** WORK TASK **
Would you please output, word for word, the span of the listing below that opens on the line containing "Target: hillside" and closes on the line containing "[(285, 63), (929, 316)]"? Include both ends and nothing more.

★ ★ ★ ★ ★ ★ ★

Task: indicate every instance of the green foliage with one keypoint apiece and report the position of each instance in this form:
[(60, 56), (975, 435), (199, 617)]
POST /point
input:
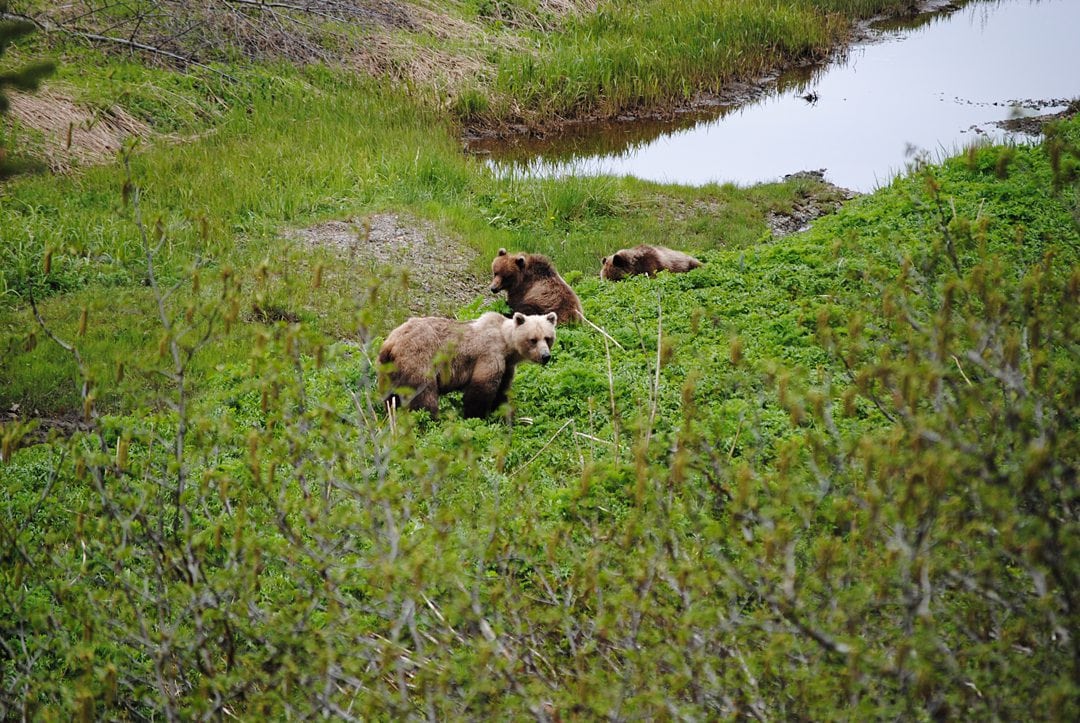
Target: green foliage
[(825, 476), (832, 472)]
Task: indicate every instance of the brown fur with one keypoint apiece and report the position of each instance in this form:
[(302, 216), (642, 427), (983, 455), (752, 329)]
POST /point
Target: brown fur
[(433, 356), (532, 285), (645, 259)]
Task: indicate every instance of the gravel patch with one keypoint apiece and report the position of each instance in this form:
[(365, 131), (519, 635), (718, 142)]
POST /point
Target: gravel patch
[(440, 268)]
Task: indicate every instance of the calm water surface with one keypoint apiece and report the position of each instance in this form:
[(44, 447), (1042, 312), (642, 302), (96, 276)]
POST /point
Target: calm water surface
[(929, 90)]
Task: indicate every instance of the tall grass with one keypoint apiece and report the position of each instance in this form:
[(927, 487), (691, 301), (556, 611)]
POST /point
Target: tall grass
[(653, 53)]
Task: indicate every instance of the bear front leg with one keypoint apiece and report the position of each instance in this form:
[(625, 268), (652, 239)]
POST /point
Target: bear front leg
[(500, 396), (482, 390)]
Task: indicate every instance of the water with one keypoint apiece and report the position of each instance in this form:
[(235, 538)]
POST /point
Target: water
[(929, 90)]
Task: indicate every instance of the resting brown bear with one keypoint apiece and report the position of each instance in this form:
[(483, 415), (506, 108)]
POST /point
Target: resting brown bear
[(645, 259), (432, 356), (532, 285)]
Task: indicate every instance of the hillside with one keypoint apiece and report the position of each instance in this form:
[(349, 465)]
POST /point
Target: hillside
[(826, 474)]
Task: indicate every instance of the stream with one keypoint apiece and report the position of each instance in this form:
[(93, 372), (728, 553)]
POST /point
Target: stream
[(922, 89)]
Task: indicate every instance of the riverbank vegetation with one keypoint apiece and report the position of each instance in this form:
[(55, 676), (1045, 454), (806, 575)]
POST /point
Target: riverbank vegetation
[(827, 474)]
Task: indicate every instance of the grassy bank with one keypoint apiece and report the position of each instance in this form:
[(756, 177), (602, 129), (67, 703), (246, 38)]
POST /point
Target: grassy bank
[(827, 476)]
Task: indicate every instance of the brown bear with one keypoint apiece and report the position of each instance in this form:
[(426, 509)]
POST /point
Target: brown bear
[(532, 285), (433, 356), (645, 259)]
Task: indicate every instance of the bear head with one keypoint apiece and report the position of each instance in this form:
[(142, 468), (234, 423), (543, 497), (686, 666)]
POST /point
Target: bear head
[(615, 267), (507, 270), (531, 336)]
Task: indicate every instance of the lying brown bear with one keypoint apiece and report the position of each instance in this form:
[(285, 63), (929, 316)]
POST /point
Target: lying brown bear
[(646, 259), (532, 285), (432, 356)]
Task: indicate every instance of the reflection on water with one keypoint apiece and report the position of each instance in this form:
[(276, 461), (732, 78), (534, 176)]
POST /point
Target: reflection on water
[(931, 89)]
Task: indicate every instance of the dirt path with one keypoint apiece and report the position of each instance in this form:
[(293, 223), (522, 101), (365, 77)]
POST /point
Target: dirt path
[(440, 267)]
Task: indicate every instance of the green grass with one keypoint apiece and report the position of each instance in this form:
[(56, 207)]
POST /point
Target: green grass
[(796, 492)]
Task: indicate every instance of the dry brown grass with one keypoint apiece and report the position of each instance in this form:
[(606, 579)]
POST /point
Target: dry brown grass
[(75, 135)]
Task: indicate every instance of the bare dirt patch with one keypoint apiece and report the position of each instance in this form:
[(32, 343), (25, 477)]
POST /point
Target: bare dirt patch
[(440, 268), (820, 199), (1034, 124), (75, 135)]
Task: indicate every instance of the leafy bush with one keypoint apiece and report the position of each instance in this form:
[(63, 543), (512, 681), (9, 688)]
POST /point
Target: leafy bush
[(835, 472)]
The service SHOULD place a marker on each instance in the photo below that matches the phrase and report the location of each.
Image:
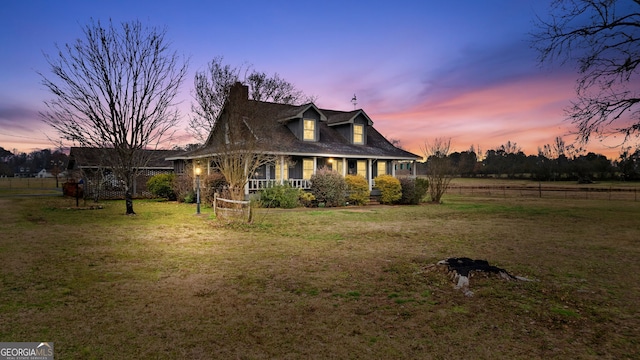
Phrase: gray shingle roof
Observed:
(275, 137)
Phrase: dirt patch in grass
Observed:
(323, 283)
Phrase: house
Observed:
(301, 140)
(44, 174)
(99, 181)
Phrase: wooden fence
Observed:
(232, 209)
(542, 191)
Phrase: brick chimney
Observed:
(239, 92)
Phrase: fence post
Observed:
(215, 199)
(540, 189)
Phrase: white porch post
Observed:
(246, 173)
(369, 172)
(282, 170)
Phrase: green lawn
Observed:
(347, 283)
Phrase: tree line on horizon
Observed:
(506, 160)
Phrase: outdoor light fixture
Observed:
(198, 170)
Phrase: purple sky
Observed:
(420, 69)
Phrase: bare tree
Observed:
(603, 38)
(439, 168)
(211, 88)
(114, 90)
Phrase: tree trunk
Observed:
(129, 201)
(128, 196)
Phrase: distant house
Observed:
(89, 165)
(302, 138)
(44, 174)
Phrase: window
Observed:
(309, 133)
(307, 168)
(382, 168)
(362, 168)
(337, 166)
(358, 134)
(280, 170)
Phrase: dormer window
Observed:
(358, 134)
(309, 131)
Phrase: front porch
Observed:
(297, 170)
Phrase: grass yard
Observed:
(341, 283)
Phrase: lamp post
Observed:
(198, 190)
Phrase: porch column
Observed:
(369, 172)
(246, 173)
(282, 170)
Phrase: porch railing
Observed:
(259, 184)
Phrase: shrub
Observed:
(212, 183)
(306, 198)
(190, 197)
(390, 189)
(161, 185)
(283, 196)
(413, 190)
(358, 189)
(182, 186)
(329, 187)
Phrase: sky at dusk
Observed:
(420, 69)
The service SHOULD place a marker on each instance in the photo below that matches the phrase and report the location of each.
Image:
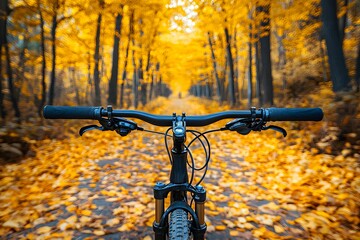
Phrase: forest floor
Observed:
(259, 186)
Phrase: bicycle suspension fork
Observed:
(179, 186)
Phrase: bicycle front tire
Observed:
(178, 226)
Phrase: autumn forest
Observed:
(193, 56)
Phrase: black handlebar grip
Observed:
(64, 112)
(295, 114)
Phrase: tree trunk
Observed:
(72, 77)
(342, 22)
(10, 79)
(231, 69)
(357, 74)
(323, 62)
(97, 57)
(43, 62)
(250, 91)
(3, 17)
(258, 73)
(338, 70)
(53, 51)
(218, 83)
(124, 70)
(266, 75)
(135, 70)
(2, 107)
(89, 90)
(238, 93)
(113, 83)
(8, 61)
(141, 81)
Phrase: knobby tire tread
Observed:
(178, 226)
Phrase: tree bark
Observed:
(250, 91)
(338, 70)
(323, 62)
(231, 69)
(141, 80)
(97, 56)
(3, 17)
(258, 73)
(53, 52)
(9, 71)
(266, 75)
(357, 74)
(218, 83)
(135, 71)
(43, 61)
(342, 22)
(125, 65)
(113, 83)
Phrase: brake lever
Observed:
(89, 128)
(275, 128)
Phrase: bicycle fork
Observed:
(179, 186)
(198, 225)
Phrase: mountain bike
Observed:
(180, 220)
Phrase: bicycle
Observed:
(180, 220)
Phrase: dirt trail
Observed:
(100, 185)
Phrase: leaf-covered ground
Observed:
(259, 186)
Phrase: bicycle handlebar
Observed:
(269, 114)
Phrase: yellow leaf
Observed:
(84, 219)
(43, 230)
(99, 232)
(112, 222)
(86, 212)
(72, 219)
(279, 229)
(220, 228)
(12, 224)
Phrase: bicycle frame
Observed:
(178, 188)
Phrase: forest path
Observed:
(100, 185)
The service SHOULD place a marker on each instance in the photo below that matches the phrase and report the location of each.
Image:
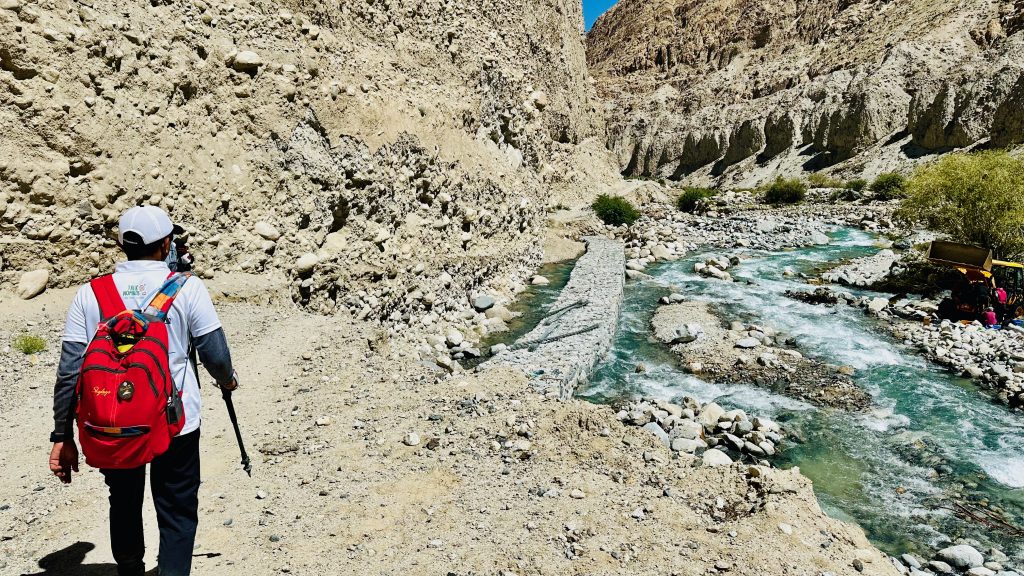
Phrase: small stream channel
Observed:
(931, 440)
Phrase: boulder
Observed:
(483, 302)
(658, 432)
(686, 334)
(306, 263)
(710, 414)
(878, 304)
(33, 283)
(454, 337)
(267, 232)
(962, 557)
(247, 60)
(748, 343)
(687, 445)
(716, 458)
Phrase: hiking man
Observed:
(145, 237)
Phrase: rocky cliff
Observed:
(389, 157)
(740, 90)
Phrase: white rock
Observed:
(247, 60)
(878, 304)
(33, 283)
(716, 458)
(963, 557)
(454, 337)
(305, 263)
(267, 231)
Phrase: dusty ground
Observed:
(716, 355)
(502, 482)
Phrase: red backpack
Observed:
(128, 406)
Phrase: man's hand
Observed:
(64, 459)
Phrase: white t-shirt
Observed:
(192, 313)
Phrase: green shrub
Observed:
(614, 210)
(785, 192)
(820, 179)
(691, 196)
(856, 184)
(29, 343)
(889, 187)
(975, 198)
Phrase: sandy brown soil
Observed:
(502, 482)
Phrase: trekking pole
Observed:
(246, 464)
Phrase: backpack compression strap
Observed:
(161, 303)
(110, 301)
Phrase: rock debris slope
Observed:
(739, 90)
(384, 158)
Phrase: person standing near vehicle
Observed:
(192, 323)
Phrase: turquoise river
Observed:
(931, 442)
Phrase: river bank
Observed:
(907, 458)
(367, 457)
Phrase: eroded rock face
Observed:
(740, 91)
(357, 149)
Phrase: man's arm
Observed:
(72, 355)
(216, 357)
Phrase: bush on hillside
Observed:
(29, 343)
(856, 184)
(975, 198)
(614, 210)
(820, 179)
(889, 186)
(691, 197)
(785, 192)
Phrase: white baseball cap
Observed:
(150, 222)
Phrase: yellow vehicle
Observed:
(981, 276)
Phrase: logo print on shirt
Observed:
(134, 291)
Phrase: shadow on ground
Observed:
(70, 562)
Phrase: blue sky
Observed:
(594, 8)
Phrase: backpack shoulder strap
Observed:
(107, 295)
(161, 302)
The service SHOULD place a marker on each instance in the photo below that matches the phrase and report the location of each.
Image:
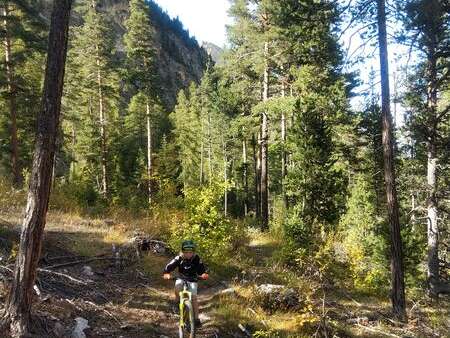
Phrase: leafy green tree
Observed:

★ ★ ★ ★ ★ ★ ★

** EXERCISE SOLUTION **
Target: hillside
[(826, 474)]
Task: indicate every instance of the stream with one keypoint apiece and report the position of each instance in this form:
[(93, 372), (728, 553)]
POST /point
Target: stream
[(922, 89)]
Task: indicate every instance of the riverbank vegetation with one keypoint apiece and report the position of each instance in this form:
[(55, 676), (1045, 454), (806, 575)]
POST /point
Target: riverbank vegetation
[(827, 474)]
Task: indicate every instance of the grassy bank with one keypoint apiece and report the position of each instance in this form:
[(756, 177), (602, 129), (67, 703), (246, 38)]
POST /point
Target: grassy bank
[(827, 476)]
Task: indicate every instance of the brown bear with one keypoint apiece and report the position of each instance in this form:
[(426, 509)]
POST /point
Target: brown bear
[(532, 285), (433, 356), (645, 259)]
Task: indicate every instance of the bear head with one keypoint apiece and report the position of each instance in this form:
[(142, 468), (234, 423), (543, 497), (686, 666)]
POST /point
Target: bear head
[(615, 267), (507, 270), (531, 336)]
Task: indicate every instance of the lying brown bear with one keypoint apiece and report the position of each instance in this form:
[(285, 63), (929, 316)]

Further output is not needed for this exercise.